*** Exercise inputs
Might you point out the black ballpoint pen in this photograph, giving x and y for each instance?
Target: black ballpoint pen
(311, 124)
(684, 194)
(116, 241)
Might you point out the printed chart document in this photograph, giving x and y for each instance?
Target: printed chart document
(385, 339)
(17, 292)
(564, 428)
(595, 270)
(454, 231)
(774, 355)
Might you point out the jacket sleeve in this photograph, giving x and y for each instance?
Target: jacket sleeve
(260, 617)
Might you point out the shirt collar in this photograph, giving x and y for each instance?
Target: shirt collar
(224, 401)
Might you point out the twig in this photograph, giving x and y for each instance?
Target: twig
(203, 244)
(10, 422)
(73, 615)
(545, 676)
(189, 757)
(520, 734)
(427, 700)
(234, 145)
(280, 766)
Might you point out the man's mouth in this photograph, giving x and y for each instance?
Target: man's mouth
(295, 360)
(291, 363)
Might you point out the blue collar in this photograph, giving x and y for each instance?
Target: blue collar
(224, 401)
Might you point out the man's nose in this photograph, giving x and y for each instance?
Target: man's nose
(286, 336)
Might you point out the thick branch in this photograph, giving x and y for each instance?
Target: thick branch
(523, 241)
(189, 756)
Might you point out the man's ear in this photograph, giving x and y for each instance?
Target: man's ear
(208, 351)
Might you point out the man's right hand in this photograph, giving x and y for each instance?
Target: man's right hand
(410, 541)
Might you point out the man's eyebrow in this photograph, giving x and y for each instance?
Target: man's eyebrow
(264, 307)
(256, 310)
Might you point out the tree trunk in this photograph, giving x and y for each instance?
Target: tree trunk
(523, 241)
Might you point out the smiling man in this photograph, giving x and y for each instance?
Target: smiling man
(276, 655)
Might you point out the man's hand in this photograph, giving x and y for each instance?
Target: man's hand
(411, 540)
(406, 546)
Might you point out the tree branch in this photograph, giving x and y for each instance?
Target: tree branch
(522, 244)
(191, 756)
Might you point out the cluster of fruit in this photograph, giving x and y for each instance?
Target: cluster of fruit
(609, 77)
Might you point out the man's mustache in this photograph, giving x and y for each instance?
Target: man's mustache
******
__Task brief__. Where the listing above reaches the line that contains "Might you point out the shirt", start retyping, and finish with the line that contains "Might you point out the twig"; reproduce those lines exactly and no others.

__Your solution__.
Might you point out the shirt collar in this photograph, giving x and y for each instance?
Target: shirt collar
(224, 401)
Might you point out the twig in this photograph, giving x and y for each instance?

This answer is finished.